EXTRACT →
== == ==
Elderly, young children and several health conditions may cause the skin to be more sensitive and breakdown more easily.


Timely product changes, barrier creams, and skin conditioners are great tools to prevent skin breakdown.


Incontinence products:

Most disposable products have similar ways to absorb and lock in fluid but not all incontinence products are the same! Just because a product is able to absorb a great deal of fluid does not mean it is safe to wear for extended times!

The very most important item to check if a product is safe to wear for extended times is its top sheet! How quickly does it allow fluid to absorb into the padding?

How well does it keep moisture away from the skin?


We know that contact to moisture is bad for the skin so a dry top-sheet is critical.


We test products for this in our lab with a dry pad during our press-out test. We apply a dry pad to the top sheet after a 20-minute delay after each wetting to see how moist it becomes, the dryer the pad the better for the skin!


This level of topsheet wetness is no longer good for the skin!

The Second most important piece is the ability to contain fluid and solids, features such as “Standing leak guards”, and “leg gathers” are critical in containing fluid and solids in the product and allow it to be absorbed into the core, but how well the absorbent material used to “Lock in” the fluid into the core varies from product to product.

Most disposable absorbent products use a combination of SAP (super absorbent polymer) and fiber material to lock moisture in. We test how well the products do in our lab with our press-out test by wetting a product and giving it a fair amount of time to absorb the fluid then apply pressure to find how well the fluid is locked into the “Core”.


Products core no longer able to Lock-in fluid.

Many products attempt to help contain odor by using the SAP and various chemical agents to change the PH of urine as well as other tricks known to them.

This works for many people but there are many factors involved with odor so they may or may not work for you. The simple fix is to change before the odor becomes strong.


What are our recommendations?


Based on my life experiences and lessons learned in our lab and in the world how often a product should be changed is very much an individual thing based on the things we wrote about earlier but I am able to lay down a few basic “rules” to go by.


Rule #1

A product should be changed as swiftly as possible after a bowel movement, Stool is very rough on the skin and most products cannot contain the odor. Even if using barrier creams, the quicker the removal of a soiled product the better for the wearer.


Rule #2

A product should only be worn as long as it can both absorb the wearer’s fluid output AND be able to keep the skin dry.
== == ==
PROVIDED DATA →

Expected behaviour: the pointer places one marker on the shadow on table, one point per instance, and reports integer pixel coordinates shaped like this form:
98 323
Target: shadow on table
== == ==
PROBLEM TO WORK ON →
According to the text on incontinence products, how long after each wetting is a dry pad applied to the top sheet in the press-out test? These lines were taken from a separate source.

THE COMPLETED TASK →
After a 20-minute delay.